Dataset
╔══
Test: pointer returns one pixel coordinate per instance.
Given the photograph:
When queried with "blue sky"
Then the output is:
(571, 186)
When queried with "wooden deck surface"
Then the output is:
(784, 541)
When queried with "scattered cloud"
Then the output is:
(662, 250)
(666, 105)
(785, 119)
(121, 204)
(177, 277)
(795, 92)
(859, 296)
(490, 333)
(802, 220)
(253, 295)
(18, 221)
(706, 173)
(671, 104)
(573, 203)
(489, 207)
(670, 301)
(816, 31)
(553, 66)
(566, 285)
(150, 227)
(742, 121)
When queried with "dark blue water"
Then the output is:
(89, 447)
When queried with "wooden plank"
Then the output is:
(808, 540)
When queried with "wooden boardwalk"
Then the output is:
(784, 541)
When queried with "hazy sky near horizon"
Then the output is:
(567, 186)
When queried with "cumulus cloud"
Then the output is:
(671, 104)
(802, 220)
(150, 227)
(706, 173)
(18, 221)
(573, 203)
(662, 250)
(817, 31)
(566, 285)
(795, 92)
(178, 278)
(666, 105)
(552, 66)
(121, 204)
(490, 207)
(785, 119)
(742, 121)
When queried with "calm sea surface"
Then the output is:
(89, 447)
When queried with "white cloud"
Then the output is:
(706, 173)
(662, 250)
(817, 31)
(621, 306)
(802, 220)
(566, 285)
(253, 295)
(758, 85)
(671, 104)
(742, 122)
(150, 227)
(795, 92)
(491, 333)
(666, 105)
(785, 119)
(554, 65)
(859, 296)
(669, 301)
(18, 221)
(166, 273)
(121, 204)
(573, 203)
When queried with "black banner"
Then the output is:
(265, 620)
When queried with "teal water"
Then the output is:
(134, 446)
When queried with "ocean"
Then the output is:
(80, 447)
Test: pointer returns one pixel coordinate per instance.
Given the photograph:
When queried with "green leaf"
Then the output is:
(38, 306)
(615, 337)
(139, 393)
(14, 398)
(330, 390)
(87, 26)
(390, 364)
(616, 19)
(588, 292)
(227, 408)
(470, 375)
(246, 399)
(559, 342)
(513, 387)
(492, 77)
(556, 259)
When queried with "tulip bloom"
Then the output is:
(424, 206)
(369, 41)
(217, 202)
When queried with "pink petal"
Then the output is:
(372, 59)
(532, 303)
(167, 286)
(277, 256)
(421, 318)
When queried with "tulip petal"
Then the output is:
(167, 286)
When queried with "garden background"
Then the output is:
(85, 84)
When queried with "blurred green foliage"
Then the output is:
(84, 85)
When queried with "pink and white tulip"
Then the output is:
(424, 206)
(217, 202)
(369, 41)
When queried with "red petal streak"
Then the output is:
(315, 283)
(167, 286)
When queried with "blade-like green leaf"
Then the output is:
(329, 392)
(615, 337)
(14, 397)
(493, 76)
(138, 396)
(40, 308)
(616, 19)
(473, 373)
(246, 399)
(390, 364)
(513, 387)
╚══
What to work on
Print the records above exactly as they appear.

Result below
Test: pointer returns one pixel coordinate per instance.
Given the photograph:
When queried with "blue sky"
Then the output is:
(571, 186)
When queried with "wooden deck surface"
Then the output is:
(784, 541)
When queried with "scattered cloud"
Then the output is:
(662, 250)
(666, 105)
(785, 119)
(121, 204)
(177, 277)
(795, 92)
(859, 296)
(490, 333)
(802, 220)
(253, 295)
(18, 221)
(706, 173)
(671, 104)
(573, 203)
(489, 207)
(670, 301)
(816, 31)
(553, 66)
(566, 285)
(150, 227)
(742, 121)
When queried with "dark blue water"
Then the output is:
(89, 447)
When queried with "wooden plank"
Then the output is:
(808, 540)
When queried with "wooden boardwalk"
Then the output is:
(784, 541)
When queried with "hazy sky near horizon"
Then the output is:
(567, 186)
When queried with "cumulus cloud"
Then the output is:
(671, 104)
(802, 220)
(150, 227)
(706, 173)
(18, 221)
(573, 203)
(662, 250)
(817, 31)
(566, 285)
(795, 92)
(178, 278)
(666, 105)
(552, 66)
(121, 204)
(490, 207)
(785, 119)
(742, 121)
When queried with "calm sea surface"
Then the output is:
(89, 447)
When queried with "white cloud"
Then the output is:
(706, 173)
(662, 250)
(817, 31)
(621, 306)
(802, 220)
(566, 285)
(253, 295)
(758, 85)
(671, 104)
(742, 122)
(150, 227)
(795, 92)
(491, 333)
(666, 105)
(785, 119)
(554, 65)
(859, 296)
(669, 301)
(18, 221)
(166, 273)
(121, 204)
(573, 203)
When queried with "black banner"
Then the output is:
(265, 620)
When queried with "teal water"
Then the output is:
(134, 446)
When queried with "ocean"
Then the output is:
(80, 447)
Test: pointer returns one pixel coordinate per instance.
Given the photograph:
When queried with "green leaf"
Then the output is:
(38, 306)
(615, 337)
(139, 393)
(14, 398)
(330, 390)
(87, 26)
(390, 364)
(616, 19)
(588, 292)
(227, 408)
(470, 375)
(246, 399)
(559, 342)
(513, 387)
(492, 77)
(556, 259)
When queried with "tulip bloom"
Then the output is:
(424, 206)
(369, 41)
(217, 202)
When queried with "pink petal"
Then the output is:
(372, 59)
(532, 303)
(167, 286)
(277, 256)
(421, 318)
When queried with "tulip petal"
Then the output is:
(167, 286)
When queried with "garden background"
Then the output is:
(85, 84)
When queried with "blurred green foliage"
Then the output is:
(84, 85)
When queried with "pink and white tulip"
Then the output is:
(424, 206)
(217, 202)
(369, 41)
When queried with "red petal streak"
Then the output is:
(315, 283)
(167, 286)
When queried with "blade-like green leaf"
Then the output is:
(329, 392)
(615, 337)
(14, 397)
(493, 76)
(138, 396)
(40, 308)
(616, 19)
(473, 373)
(246, 399)
(390, 364)
(513, 387)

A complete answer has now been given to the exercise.